ACTIVITIES →
1. List every question the interviewer asks in the interview with the nurses, in order.
2. Write out the part of the interview with the nurses between "Julie: I think it's" and "can be replaced.", inclusive.

SELECTED PASSAGE →

Sarah: And it's not just union members, either. I've had doctors come up to me and show support, which is a really nice feeling to know that we've got that support.
Julie: I think that, with nursing being historically a female-dominated profession, nurses are very good at advocating for our patients, but not as much for ourselves.
A third of our membership has been at the top of the pay scale, which means they've been at the hospital for more than 24 years. These are people who are committed to our community, so it's time to reward the people who are here and are doing the hard work, who are taking care of a million patients a year.
WHY DO you think this time is different? What's making nurses so angry?
Julie: I think it's the lack of a real raise. They've been giving little 2 percent bonuses that are once a year and that are taxed at 40 percent, which boils down to about 900 bucks. There's always been the idea that "nurses aren't going to go on strike." But now, we're really angry and looking at the California nurses.
The only way to combat organized greed is organized labor. When you're faced with organized greed, you have to say, "We have a right to withdraw our labor as a result of this, and this is not okay."
Sarah: I don't think we feel like the work that we put in is really respected. The nurses and the entire staff at the hospital don't feel like they're really worth anything. They feel like the hospital thinks they can be replaced.
We do so much. We give so much. When's the last time one of the executives went home and cried over one of their patients? That's something that nurses do all the time. They should make us feel like we're worth something.
WHAT DO you expect the hospital to do in these negotiations? Do you think a strike will be necessary?
Sarah: As far as a strike, we're doing whatever it takes. Nobody wants to strike, but we want a fair contract and we're willing to do whatever it takes, for as long as it takes, to get that.
Julie: The hospital's non-economic proposals have been disrespectful. We've put time and energy into our staffing proposals, and they just crossed it all out and filled in their idea that they'll form these committees, and we're supposed to trust them to do the right thing.
I heard yesterday that a cross-country travel agency reached out to a friend of mine about coming up here if we go on strike. The fact that the hospital is already thinking about that, two months away from contract expiration, says that we ought to be getting our ducks in a row.
Nobody wants to strike, but we're willing to do what it takes to get what we need. Our proposals are well researched, it's what our patients need, and it's what our nurses need.

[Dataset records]

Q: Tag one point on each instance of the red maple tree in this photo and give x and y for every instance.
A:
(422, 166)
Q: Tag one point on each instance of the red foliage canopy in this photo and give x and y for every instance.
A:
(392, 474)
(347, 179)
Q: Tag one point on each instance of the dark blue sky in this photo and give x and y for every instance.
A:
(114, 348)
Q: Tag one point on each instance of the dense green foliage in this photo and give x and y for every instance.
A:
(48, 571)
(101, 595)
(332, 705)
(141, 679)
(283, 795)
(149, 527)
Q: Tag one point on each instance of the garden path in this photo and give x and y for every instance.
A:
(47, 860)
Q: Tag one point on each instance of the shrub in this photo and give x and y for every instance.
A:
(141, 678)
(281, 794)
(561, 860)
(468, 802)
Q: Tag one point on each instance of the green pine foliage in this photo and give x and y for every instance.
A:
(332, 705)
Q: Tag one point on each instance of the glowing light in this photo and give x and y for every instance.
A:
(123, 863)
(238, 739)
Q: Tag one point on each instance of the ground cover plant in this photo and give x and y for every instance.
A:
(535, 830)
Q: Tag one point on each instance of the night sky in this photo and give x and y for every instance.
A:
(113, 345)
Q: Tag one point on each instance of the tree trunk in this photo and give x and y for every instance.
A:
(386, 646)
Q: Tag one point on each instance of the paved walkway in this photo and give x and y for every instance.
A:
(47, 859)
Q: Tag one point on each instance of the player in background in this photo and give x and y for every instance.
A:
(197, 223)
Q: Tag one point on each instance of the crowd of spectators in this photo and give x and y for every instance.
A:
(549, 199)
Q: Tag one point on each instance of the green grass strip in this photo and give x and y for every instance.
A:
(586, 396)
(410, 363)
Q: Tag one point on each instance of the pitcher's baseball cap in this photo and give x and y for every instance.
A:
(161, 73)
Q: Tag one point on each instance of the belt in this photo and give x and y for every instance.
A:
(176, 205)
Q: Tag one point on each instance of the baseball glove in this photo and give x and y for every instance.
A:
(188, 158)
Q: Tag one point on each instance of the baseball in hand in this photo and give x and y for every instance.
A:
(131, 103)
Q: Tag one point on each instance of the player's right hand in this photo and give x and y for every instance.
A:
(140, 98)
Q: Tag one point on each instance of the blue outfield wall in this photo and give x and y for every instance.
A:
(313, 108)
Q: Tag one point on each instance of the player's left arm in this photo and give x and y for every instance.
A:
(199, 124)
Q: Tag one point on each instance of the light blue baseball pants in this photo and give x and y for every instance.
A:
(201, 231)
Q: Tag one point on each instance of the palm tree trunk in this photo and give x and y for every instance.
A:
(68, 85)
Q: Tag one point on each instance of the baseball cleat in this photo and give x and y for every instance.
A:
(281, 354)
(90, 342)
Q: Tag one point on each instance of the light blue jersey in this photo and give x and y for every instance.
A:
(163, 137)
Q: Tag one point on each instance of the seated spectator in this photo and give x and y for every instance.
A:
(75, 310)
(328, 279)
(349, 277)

ANSWERS FOR EACH ITEM →
1.
WHY DO you think this time is different?
What's making nurses so angry?
WHAT DO you expect the hospital to do in these negotiations?
Do you think a strike will be necessary?

2.
Julie: I think it's the lack of a real raise. They've been giving little 2 percent bonuses that are once a year and that are taxed at 40 percent, which boils down to about 900 bucks. There's always been the idea that "nurses aren't going to go on strike." But now, we're really angry and looking at the California nurses.
The only way to combat organized greed is organized labor. When you're faced with organized greed, you have to say, "We have a right to withdraw our labor as a result of this, and this is not okay."
Sarah: I don't think we feel like the work that we put in is really respected. The nurses and the entire staff at the hospital don't feel like they're really worth anything. They feel like the hospital thinks they can be replaced.